Repeat the lines of the records below, swapping every "rough mask" for "coarse mask" and leaving everything else the same.
(Entries shown Opens)
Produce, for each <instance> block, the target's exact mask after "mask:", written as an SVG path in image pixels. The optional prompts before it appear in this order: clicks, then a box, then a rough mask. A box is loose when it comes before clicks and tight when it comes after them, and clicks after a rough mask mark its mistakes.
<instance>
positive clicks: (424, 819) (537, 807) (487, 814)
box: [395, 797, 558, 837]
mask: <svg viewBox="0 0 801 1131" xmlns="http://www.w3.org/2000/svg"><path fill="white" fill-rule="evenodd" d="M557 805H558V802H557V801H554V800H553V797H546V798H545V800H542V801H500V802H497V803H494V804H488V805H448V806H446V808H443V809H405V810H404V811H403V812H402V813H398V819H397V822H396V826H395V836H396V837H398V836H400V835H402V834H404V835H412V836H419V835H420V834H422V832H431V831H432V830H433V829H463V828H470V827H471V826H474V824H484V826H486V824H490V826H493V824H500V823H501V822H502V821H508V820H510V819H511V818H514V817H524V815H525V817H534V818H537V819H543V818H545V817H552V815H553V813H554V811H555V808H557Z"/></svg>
(Entries shown Closes)
Problem solution:
Produce, for each <instance> block, the target's exact mask after "mask:", written as an SVG path in image pixels. The optional prompts before it appear in this order: clicks, then a box, then a coarse mask. A box is loose when it comes before clicks and tight when it comes after them, and clicks after a coarse mask mark its mistakes.
<instance>
positive clicks: (424, 819) (537, 807) (487, 814)
box: [395, 797, 558, 837]
mask: <svg viewBox="0 0 801 1131" xmlns="http://www.w3.org/2000/svg"><path fill="white" fill-rule="evenodd" d="M557 805H558V802H557V801H554V800H553V797H546V798H545V800H542V801H500V802H497V803H494V804H488V805H448V806H446V808H443V809H405V810H404V811H403V812H402V813H398V819H397V822H396V826H395V836H396V837H398V836H400V835H402V834H404V835H412V836H419V835H420V834H422V832H431V831H432V830H433V829H463V828H470V827H471V826H474V824H484V826H486V824H490V826H493V824H500V823H501V822H502V821H508V820H510V819H511V818H514V817H524V815H525V817H534V818H537V819H543V818H545V817H552V815H553V813H554V811H555V808H557Z"/></svg>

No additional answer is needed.